- [EXCERPT]:
SQL Statement Dilemma

VBStarterKid

Member
Joined
Aug 1, 2007
Messages
13
Location
Malaysia
Programming Experience
Beginner
Hello there, I am stuck as to how to sequence an SQL statement to select all customer names from the Customer table and order the list by PurchaseDate. The structure of the tables are like the following:

The relation between the Customer table and Booking table is linked by a primary key CustomerID in Customer and foreign key CustomerID in Booking table. The relationship is a one-to-many, whereby one customer can make multiple purchases. In order to get all customer names, regardless of whether they have made a purchase or not, I'm joining both the tables with:

VB.NET:
SELECT Customer.CustomerID, Customer.Name, Booking.PurchaseDate 
FROM Customer 
LEFT OUTER JOIN Booking ON Customer.CustomerID = Booking.CustomerID 
ORDER BY Booking.PurchaseDate DESC

Currently my statement returns multiple customer names if he/she has records of multiple purchases in the Booking table. Note that the ORDER BY Booking.PurchaseDate is very important because I need to sort the list by giving priority to the customers who made more recent purchases to the top of the result list.

I tried to put a DISTINCT keyword to the Customer.ID and hoped the query would return each customer ID occurence only once but the returned result does not change from the above code:

VB.NET:
SELECT DISTINCT Customer.CustomerID, Customer.Name, Booking.PurchaseDate 
FROM Customer 
LEFT OUTER JOIN Booking ON Customer.CustomerID = Booking.CustomerID 
ORDER BY Booking.PurchaseDate DESC

Is there any way I can achieve what I wanted?? I'd appreciate help because it's quite needed for my project and if possible I'd want to select distinctive customer details at SQL query level and not VB.Net code level because of performance reasons. Thank you.
 
Hello there, I am stuck as to how to sequence an SQL statement to select all customer names from the Customer table and order the list by PurchaseDate. The structure of the tables are like the following:

The relation between the Customer table and Booking table is linked by a primary key CustomerID in Customer and foreign key CustomerID in Booking table. The relationship is a one-to-many, whereby one customer can make multiple purchases. In order to get all customer names, regardless of whether they have made a purchase or not, I'm joining both the tables with:

VB.NET:
SELECT Customer.CustomerID, Customer.Name, Booking.PurchaseDate 
FROM Customer 
LEFT OUTER JOIN Booking ON Customer.CustomerID = Booking.CustomerID 
ORDER BY Booking.PurchaseDate DESC

Currently my statement returns multiple customer names if he/she has records of multiple purchases in the Booking table. Note that the ORDER BY Booking.PurchaseDate is very important because I need to sort the list by giving priority to the customers who made more recent purchases to the top of the result list.

- [LISTED ENTRIES]:

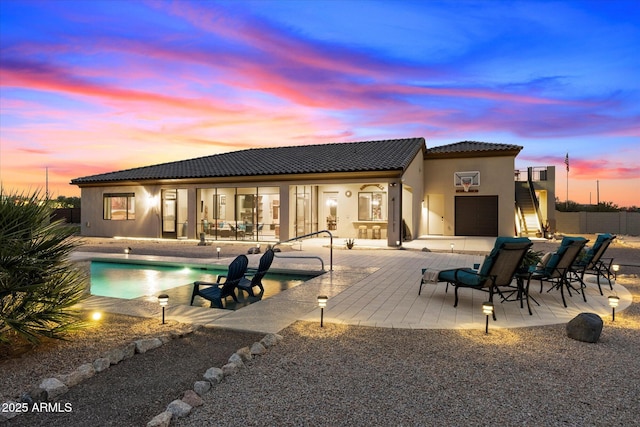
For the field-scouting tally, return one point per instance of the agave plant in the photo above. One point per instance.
(38, 282)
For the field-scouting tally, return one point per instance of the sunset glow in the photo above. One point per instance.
(89, 87)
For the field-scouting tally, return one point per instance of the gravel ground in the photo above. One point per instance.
(349, 375)
(360, 376)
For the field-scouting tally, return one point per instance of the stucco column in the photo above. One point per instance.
(192, 213)
(284, 213)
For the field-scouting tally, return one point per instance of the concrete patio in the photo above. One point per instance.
(372, 285)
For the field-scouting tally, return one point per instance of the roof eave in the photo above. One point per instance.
(472, 154)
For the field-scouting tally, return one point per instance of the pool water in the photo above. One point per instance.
(131, 281)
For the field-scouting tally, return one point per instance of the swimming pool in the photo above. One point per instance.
(148, 280)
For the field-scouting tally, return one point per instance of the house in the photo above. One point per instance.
(392, 189)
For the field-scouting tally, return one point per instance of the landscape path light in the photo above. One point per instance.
(322, 303)
(163, 300)
(487, 309)
(614, 300)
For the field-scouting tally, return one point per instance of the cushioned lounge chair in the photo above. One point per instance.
(257, 275)
(556, 270)
(498, 269)
(216, 292)
(594, 263)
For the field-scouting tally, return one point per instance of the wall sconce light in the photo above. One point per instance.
(322, 303)
(613, 303)
(163, 300)
(487, 309)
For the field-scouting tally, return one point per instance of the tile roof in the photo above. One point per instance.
(473, 147)
(387, 155)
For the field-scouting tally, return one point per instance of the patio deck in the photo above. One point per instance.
(375, 286)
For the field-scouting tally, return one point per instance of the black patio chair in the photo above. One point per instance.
(556, 270)
(594, 263)
(216, 292)
(257, 275)
(498, 269)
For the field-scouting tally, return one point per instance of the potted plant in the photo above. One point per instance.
(532, 258)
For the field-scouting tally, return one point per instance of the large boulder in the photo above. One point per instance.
(585, 327)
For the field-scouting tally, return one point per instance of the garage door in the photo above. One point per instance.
(476, 216)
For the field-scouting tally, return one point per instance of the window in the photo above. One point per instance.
(119, 206)
(371, 206)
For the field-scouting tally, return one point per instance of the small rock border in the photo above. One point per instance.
(182, 407)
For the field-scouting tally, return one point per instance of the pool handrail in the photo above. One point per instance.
(315, 233)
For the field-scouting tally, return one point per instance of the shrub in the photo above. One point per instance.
(38, 282)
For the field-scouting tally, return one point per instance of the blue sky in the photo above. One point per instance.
(91, 87)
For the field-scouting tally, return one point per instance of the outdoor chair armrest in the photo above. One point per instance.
(199, 283)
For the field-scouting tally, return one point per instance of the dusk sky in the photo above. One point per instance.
(89, 87)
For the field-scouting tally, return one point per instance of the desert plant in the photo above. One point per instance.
(38, 282)
(531, 258)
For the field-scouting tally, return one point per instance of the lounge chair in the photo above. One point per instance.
(216, 292)
(594, 263)
(556, 270)
(498, 269)
(246, 284)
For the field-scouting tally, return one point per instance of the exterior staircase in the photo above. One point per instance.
(527, 206)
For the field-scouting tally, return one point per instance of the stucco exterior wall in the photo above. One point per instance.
(496, 178)
(413, 191)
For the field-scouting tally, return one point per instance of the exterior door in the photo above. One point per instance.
(476, 216)
(435, 212)
(169, 214)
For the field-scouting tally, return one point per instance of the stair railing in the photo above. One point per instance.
(315, 233)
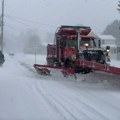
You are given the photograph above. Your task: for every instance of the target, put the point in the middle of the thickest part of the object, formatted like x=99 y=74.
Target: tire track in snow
x=55 y=104
x=75 y=103
x=81 y=95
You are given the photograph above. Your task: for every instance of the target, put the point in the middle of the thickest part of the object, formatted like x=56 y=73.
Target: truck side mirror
x=99 y=43
x=107 y=48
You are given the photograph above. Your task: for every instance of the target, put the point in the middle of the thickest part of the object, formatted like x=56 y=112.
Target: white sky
x=53 y=13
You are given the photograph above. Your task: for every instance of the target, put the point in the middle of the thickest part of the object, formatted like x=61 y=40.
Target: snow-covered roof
x=106 y=37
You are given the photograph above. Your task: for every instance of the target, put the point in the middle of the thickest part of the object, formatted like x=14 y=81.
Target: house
x=108 y=40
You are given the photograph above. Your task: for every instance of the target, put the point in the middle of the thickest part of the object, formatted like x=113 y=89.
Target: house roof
x=106 y=37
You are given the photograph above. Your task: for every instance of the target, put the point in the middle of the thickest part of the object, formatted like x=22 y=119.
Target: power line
x=30 y=21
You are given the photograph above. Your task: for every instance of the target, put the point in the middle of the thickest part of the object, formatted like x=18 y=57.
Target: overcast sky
x=47 y=15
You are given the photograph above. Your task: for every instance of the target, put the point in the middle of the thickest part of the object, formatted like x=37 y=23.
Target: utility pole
x=2 y=26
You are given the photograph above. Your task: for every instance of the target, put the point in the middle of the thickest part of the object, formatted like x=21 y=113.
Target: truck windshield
x=89 y=41
x=71 y=43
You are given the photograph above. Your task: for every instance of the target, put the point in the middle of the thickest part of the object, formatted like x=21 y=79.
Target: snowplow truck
x=72 y=43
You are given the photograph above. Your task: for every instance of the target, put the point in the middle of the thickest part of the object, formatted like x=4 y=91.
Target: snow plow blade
x=46 y=70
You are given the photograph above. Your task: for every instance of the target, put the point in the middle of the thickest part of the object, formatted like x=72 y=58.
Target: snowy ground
x=25 y=95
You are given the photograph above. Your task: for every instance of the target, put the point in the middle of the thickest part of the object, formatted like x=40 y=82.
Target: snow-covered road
x=25 y=95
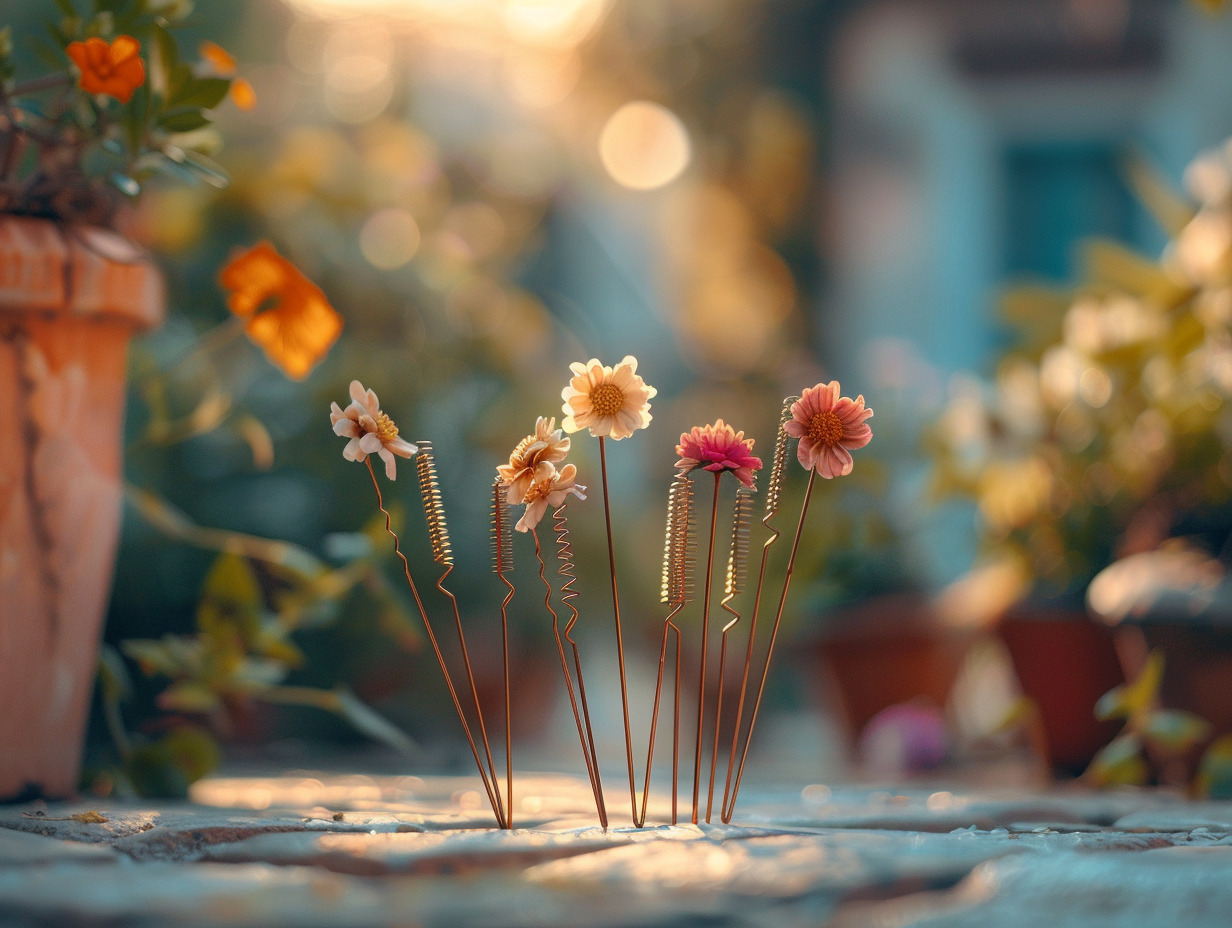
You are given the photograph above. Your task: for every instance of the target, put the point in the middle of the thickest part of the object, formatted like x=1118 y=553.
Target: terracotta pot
x=1065 y=662
x=69 y=302
x=887 y=651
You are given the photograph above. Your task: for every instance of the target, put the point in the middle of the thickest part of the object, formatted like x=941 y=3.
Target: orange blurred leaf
x=288 y=317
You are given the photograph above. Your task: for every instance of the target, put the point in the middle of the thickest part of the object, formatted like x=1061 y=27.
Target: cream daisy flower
x=370 y=430
x=612 y=402
x=547 y=444
x=548 y=487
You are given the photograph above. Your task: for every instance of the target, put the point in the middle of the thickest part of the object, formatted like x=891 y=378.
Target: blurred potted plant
x=1106 y=429
x=116 y=107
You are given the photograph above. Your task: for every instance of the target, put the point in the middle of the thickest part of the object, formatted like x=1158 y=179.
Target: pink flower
x=370 y=430
x=550 y=487
x=829 y=428
x=547 y=444
x=718 y=447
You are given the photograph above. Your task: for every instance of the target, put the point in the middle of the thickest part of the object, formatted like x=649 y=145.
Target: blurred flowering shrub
x=1108 y=428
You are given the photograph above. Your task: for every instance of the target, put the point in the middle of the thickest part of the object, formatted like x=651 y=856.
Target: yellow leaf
x=231 y=599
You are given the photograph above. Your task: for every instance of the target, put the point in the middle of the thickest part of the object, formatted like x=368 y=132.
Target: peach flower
x=612 y=402
x=113 y=68
x=546 y=444
x=718 y=447
x=548 y=487
x=829 y=428
x=370 y=430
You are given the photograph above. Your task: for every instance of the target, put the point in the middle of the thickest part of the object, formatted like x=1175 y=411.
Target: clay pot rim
x=84 y=253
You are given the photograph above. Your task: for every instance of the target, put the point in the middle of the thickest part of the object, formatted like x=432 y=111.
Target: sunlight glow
x=644 y=146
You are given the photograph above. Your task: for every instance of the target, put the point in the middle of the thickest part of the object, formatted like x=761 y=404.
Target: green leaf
x=1174 y=731
x=168 y=767
x=113 y=677
x=154 y=774
x=189 y=698
x=206 y=169
x=125 y=184
x=231 y=599
x=206 y=93
x=1215 y=773
x=1134 y=699
x=182 y=120
x=1119 y=763
x=367 y=721
x=164 y=59
x=155 y=657
x=192 y=749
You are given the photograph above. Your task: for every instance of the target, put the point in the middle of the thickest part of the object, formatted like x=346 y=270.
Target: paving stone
x=943 y=810
x=25 y=849
x=834 y=863
x=1212 y=816
x=426 y=853
x=56 y=821
x=338 y=852
x=1168 y=886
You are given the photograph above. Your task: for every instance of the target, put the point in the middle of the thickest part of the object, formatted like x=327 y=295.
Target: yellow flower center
x=826 y=428
x=386 y=430
x=606 y=399
x=518 y=457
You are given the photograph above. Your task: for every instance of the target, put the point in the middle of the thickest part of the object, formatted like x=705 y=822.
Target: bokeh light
x=389 y=238
x=644 y=146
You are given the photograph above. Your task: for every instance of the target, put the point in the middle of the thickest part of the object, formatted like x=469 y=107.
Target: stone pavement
x=340 y=852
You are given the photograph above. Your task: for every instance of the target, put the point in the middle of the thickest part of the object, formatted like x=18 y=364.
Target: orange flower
x=297 y=325
x=115 y=69
x=222 y=63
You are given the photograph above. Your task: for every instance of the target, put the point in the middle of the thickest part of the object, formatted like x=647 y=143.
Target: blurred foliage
x=1157 y=744
x=1108 y=427
x=75 y=155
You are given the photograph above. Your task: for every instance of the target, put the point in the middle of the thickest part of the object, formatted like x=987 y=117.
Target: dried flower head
x=287 y=314
x=370 y=430
x=548 y=488
x=221 y=62
x=113 y=68
x=612 y=402
x=546 y=444
x=718 y=447
x=829 y=428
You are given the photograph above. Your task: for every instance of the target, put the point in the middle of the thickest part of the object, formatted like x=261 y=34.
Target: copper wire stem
x=620 y=634
x=668 y=626
x=705 y=635
x=727 y=807
x=440 y=658
x=718 y=703
x=587 y=753
x=568 y=594
x=505 y=817
x=774 y=636
x=504 y=637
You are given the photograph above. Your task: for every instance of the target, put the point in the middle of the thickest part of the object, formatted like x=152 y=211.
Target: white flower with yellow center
x=548 y=488
x=612 y=402
x=370 y=430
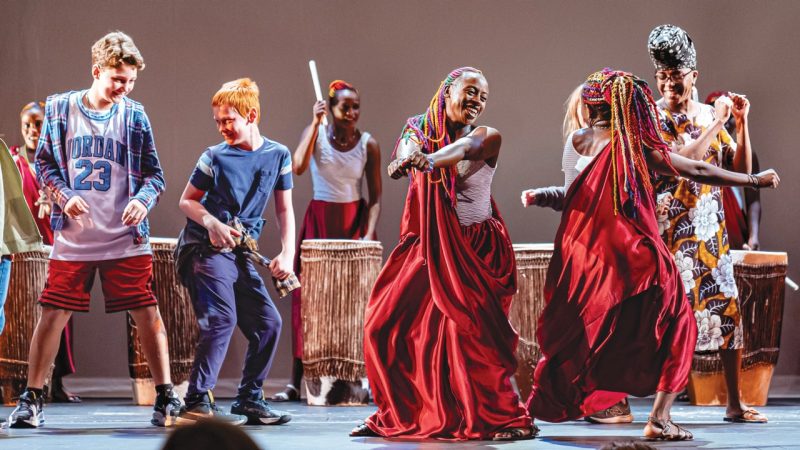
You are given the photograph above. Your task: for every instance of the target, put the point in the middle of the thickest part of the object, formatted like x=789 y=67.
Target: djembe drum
x=526 y=306
x=28 y=276
x=179 y=321
x=760 y=278
x=337 y=277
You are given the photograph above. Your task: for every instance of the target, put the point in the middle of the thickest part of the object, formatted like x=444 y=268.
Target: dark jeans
x=227 y=292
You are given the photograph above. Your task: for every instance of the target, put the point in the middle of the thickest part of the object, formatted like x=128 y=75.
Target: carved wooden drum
x=28 y=276
x=760 y=278
x=337 y=277
x=527 y=305
x=179 y=321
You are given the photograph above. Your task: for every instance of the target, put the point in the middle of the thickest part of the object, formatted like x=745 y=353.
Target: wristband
x=430 y=164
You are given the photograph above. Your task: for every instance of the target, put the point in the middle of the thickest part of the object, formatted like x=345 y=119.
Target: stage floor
x=114 y=424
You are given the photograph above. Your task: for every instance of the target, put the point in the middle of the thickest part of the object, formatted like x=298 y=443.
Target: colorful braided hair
x=429 y=129
x=634 y=127
x=336 y=86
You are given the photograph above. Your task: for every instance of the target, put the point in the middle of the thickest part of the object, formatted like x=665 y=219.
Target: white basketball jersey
x=96 y=149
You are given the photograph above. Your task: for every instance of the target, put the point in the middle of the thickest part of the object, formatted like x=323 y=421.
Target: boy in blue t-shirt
x=234 y=179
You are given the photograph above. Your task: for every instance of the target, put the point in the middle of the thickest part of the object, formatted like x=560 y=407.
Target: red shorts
x=126 y=283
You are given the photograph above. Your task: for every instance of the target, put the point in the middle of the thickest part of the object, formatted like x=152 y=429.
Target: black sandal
x=363 y=430
x=290 y=394
x=516 y=433
x=666 y=431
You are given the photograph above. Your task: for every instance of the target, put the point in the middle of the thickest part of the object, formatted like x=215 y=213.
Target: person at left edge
x=97 y=156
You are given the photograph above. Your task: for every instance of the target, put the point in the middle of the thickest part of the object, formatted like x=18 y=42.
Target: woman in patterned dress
x=690 y=214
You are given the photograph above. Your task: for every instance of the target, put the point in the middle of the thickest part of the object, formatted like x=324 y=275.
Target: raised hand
x=741 y=107
x=528 y=197
x=722 y=108
x=76 y=207
x=134 y=213
x=319 y=112
x=768 y=178
x=221 y=235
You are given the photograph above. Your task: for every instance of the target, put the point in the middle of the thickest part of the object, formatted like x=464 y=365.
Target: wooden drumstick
x=312 y=66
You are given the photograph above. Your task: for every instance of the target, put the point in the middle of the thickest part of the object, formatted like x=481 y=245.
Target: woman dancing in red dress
x=438 y=345
x=617 y=321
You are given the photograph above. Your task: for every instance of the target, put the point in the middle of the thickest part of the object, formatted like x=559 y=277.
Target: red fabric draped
x=616 y=321
x=735 y=222
x=324 y=220
x=438 y=345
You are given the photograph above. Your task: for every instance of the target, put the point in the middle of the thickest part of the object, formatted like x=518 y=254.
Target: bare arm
x=305 y=149
x=752 y=200
x=372 y=171
x=483 y=144
x=545 y=197
x=281 y=265
x=743 y=158
x=220 y=234
x=705 y=173
x=697 y=149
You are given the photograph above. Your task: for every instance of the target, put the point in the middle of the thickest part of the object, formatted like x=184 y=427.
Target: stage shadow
x=599 y=441
x=126 y=433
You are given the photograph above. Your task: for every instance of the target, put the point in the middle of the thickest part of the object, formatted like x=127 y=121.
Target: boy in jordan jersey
x=96 y=154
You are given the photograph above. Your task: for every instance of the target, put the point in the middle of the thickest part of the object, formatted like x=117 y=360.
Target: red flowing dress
x=616 y=321
x=438 y=345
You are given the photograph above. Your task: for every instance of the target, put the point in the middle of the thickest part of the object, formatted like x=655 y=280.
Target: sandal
x=656 y=430
x=363 y=430
x=516 y=433
x=290 y=394
x=747 y=416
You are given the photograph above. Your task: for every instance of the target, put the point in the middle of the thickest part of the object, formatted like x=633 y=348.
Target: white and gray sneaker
x=259 y=412
x=28 y=413
x=166 y=409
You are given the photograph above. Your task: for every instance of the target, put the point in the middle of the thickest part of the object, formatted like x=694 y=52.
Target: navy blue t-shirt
x=239 y=183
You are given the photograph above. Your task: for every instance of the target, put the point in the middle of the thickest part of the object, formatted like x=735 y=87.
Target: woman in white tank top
x=572 y=162
x=340 y=157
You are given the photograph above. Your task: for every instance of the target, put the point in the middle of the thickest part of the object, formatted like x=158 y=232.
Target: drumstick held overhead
x=312 y=66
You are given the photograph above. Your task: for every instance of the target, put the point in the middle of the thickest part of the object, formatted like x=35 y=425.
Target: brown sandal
x=363 y=430
x=656 y=430
x=747 y=416
x=516 y=433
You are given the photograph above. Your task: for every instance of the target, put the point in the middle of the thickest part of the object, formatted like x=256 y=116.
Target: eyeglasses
x=675 y=77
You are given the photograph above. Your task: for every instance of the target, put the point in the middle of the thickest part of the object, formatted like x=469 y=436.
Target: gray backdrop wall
x=396 y=52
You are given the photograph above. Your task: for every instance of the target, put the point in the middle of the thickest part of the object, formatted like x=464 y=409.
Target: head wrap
x=671 y=48
x=634 y=127
x=339 y=85
x=596 y=88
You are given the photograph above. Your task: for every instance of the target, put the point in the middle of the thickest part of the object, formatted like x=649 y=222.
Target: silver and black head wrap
x=671 y=48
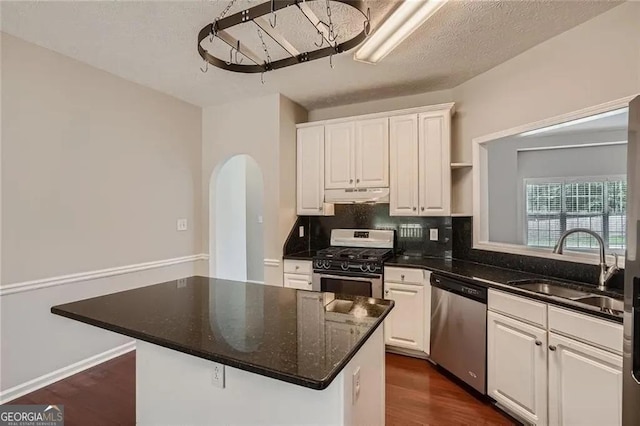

- [TASK INSTRUCTIONS]: List each distinct table-qualified column reference (in Table.Column form) that appears in the SQL query without DISTINCT in the SQL forum post.

- [THE SOLUTION]: Customer.CustomerID, Customer.Name, Booking.PurchaseDate, Booking.CustomerID